Entries from a dataset:
• • •
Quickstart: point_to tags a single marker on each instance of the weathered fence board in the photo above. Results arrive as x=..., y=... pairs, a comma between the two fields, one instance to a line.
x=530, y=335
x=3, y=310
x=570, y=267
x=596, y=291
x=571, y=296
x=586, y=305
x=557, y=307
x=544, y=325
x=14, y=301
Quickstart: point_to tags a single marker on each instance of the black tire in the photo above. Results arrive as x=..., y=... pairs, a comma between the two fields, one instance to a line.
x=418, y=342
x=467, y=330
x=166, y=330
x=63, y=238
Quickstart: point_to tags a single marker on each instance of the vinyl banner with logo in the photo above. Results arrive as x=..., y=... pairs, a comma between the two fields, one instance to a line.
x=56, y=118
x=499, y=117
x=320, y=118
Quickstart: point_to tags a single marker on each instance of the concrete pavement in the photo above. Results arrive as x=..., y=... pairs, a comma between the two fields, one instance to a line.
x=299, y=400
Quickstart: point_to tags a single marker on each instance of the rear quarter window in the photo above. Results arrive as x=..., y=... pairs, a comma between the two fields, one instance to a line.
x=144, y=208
• • •
◆ Short task
Rewrite every line of the records above, requests included, offsetting each x and y coordinate in the answers by 137.

◆ Exercise response
Quickstart: point_to tags a single marker on each instance of the weathered fence board in the photo above. Results arrive as x=..., y=... pairs, a comma between the two fields, one instance to a line.
x=667, y=472
x=140, y=447
x=707, y=404
x=733, y=428
x=708, y=433
x=723, y=442
x=694, y=444
x=681, y=462
x=151, y=438
Quickstart: point_to tags a single marker on each instance of the black tire in the photo above. Results arrive as x=..., y=... pairs, a comma between the two fields, one instance to a line.
x=555, y=479
x=604, y=467
x=303, y=467
x=200, y=375
Quickstart: point_to tags a single marker on each instance of the vinyl banner with logo in the photo above. Results arrive as x=..., y=... pairs, a comma between the two fields, one instance to a line.
x=193, y=255
x=636, y=254
x=457, y=255
Quickstart: point_to tags a single marker on each instance of the concrete pavement in the photo above. Results arrive as x=..., y=... pairs, a comma between the two fields, one instance to a line.
x=436, y=537
Quickstart: point_to tags a single marker on each instance of the rear quarter window in the photo above. Results arrive as x=..., y=... pairs, a comma between the two fields, one instance to a line.
x=281, y=345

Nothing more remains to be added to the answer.